- _Questions to answer_:
(a) In the description of the resampling method, what kind of test is the method based on?
(b) Write the next part of the resampling method description, picking up from its last sentence.

Resampling

The resampling method is a comparative analysis the allows that can be used to determine conditional essentiality of genes. It is based on a permutation test, and is capable of determining read-counts that are significantly different across conditions.

See Pathway Enrichment Analysis for post-processing the hits to determine if the hits are associated with a particular functional catogory of genes or known biological pathway.

Note

Can be used for both Himar1 and Tn5 datasets


How does it work?

Briefly, the normalized read-counts at all TA sites are determined for each replicate of each of two conditions. For each gene, the mean read-count in condition A is subtracted from the mean read-count in condition B to obtain an observed difference in means. The counts are then permuted within the gene for a given number of times (“samples”). For each of these permutations, the difference in read-counts is determined. This forms a null distribution, from which a p-value is calculated for the original, observed difference in read-counts. (see Figure 3 in [DeJesus2015TRANSIT]).

- _Records_:
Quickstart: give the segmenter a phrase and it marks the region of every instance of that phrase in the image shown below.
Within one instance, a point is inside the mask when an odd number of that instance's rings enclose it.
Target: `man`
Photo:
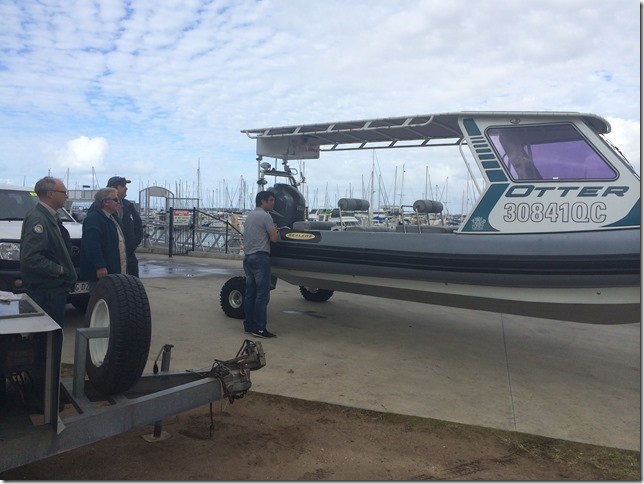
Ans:
[[[113,176],[107,182],[108,187],[116,188],[121,206],[119,207],[118,217],[116,221],[123,230],[125,237],[125,252],[127,254],[127,273],[139,277],[139,261],[136,258],[136,248],[143,240],[143,224],[141,217],[134,208],[134,204],[125,199],[127,195],[127,184],[130,180],[126,180],[122,176]]]
[[[69,232],[56,213],[65,205],[67,188],[58,178],[46,176],[34,191],[39,202],[22,223],[20,272],[27,295],[62,328],[67,292],[77,279]]]
[[[268,212],[273,210],[275,197],[271,192],[259,192],[255,197],[255,210],[246,216],[244,223],[244,330],[260,338],[276,335],[266,329],[266,309],[271,287],[271,242],[277,242],[277,227]]]
[[[83,220],[81,277],[92,289],[108,274],[127,274],[125,238],[114,217],[120,204],[116,188],[101,188]]]

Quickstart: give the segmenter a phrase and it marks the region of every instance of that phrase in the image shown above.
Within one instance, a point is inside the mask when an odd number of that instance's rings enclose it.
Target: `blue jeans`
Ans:
[[[67,291],[52,291],[51,289],[28,289],[27,295],[42,308],[47,315],[58,323],[61,328],[65,324],[65,306]]]
[[[271,293],[271,261],[268,254],[250,254],[244,257],[246,294],[244,295],[245,331],[266,329],[266,308]]]

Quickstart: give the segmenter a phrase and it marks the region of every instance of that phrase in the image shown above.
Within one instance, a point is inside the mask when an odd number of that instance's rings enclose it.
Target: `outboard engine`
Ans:
[[[305,220],[306,200],[294,186],[276,183],[267,191],[275,197],[275,206],[270,212],[277,227],[293,227],[293,222]]]

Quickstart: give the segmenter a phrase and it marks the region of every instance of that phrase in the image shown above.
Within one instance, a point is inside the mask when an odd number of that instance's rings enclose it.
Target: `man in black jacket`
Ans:
[[[62,327],[67,292],[76,282],[69,232],[56,213],[67,200],[67,188],[46,176],[34,191],[40,201],[22,223],[20,273],[29,297]]]
[[[125,177],[113,176],[108,180],[107,186],[116,188],[118,197],[121,200],[121,207],[119,208],[116,219],[125,237],[127,273],[139,277],[139,261],[136,258],[135,250],[143,240],[143,224],[132,202],[125,199],[128,183],[130,183],[130,180],[125,179]]]

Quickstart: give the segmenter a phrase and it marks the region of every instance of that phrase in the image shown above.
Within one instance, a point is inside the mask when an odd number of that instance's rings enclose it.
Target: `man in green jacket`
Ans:
[[[40,201],[22,223],[20,272],[29,297],[62,327],[67,292],[77,279],[69,232],[56,213],[65,205],[67,188],[62,180],[46,176],[34,191]]]

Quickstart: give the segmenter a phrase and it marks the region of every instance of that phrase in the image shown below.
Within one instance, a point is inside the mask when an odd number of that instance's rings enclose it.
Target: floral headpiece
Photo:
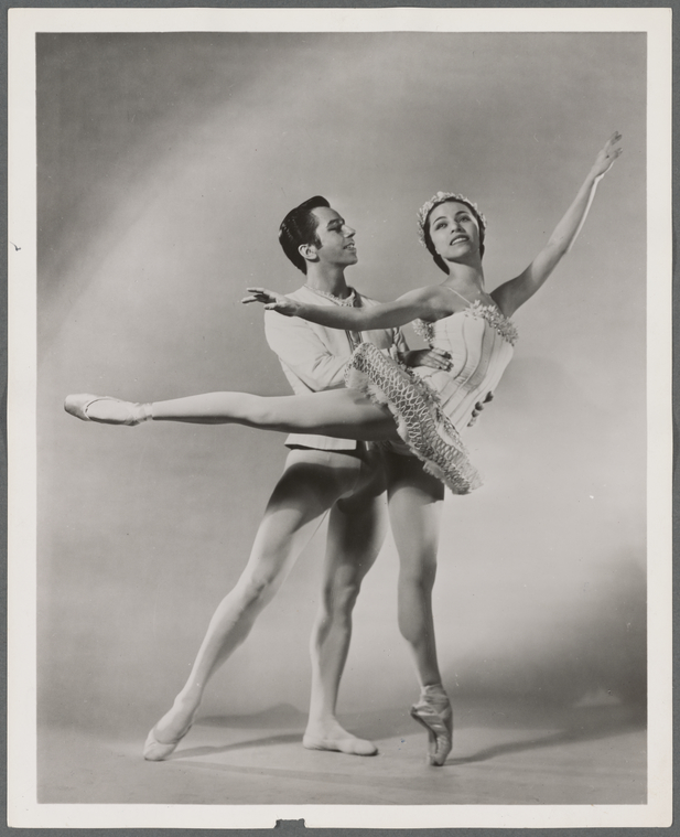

- _Answers given_:
(a) A permutation test.

(b)
Pooled vs Site-Restricted (S-R) Resampling

9/21/2022: The original version of resampling implemented in Transit is called ‘pooled’ resampling because the counts are permuted among all samples (replicates, conditions) and among all the TA sites in a gene (i.e. randomizing counts within and between TA sites). This was based on the assumption that insertions at any TA site are equally likely (and the only differences are due to stochastic differences in abundance in the transposon insertion library when constructed).

We recently developed an improved version of resampling called “site-restricted” (S-R) resampling. With S-R resampling, during the process of permuting the counts to generate the null distribution, the counts at each TA site are restricted to permutations among samples within the same TA site (the counts at each site are permuted independently). This restriction has the effect of reducing the variance in the null distribution, because there is evidence that there is an insertion bias for the Himar1 transposon that causes some TA sites to have a higher propensity for insertions and hence higher insertion counts than others (Choudhery et al, 2021).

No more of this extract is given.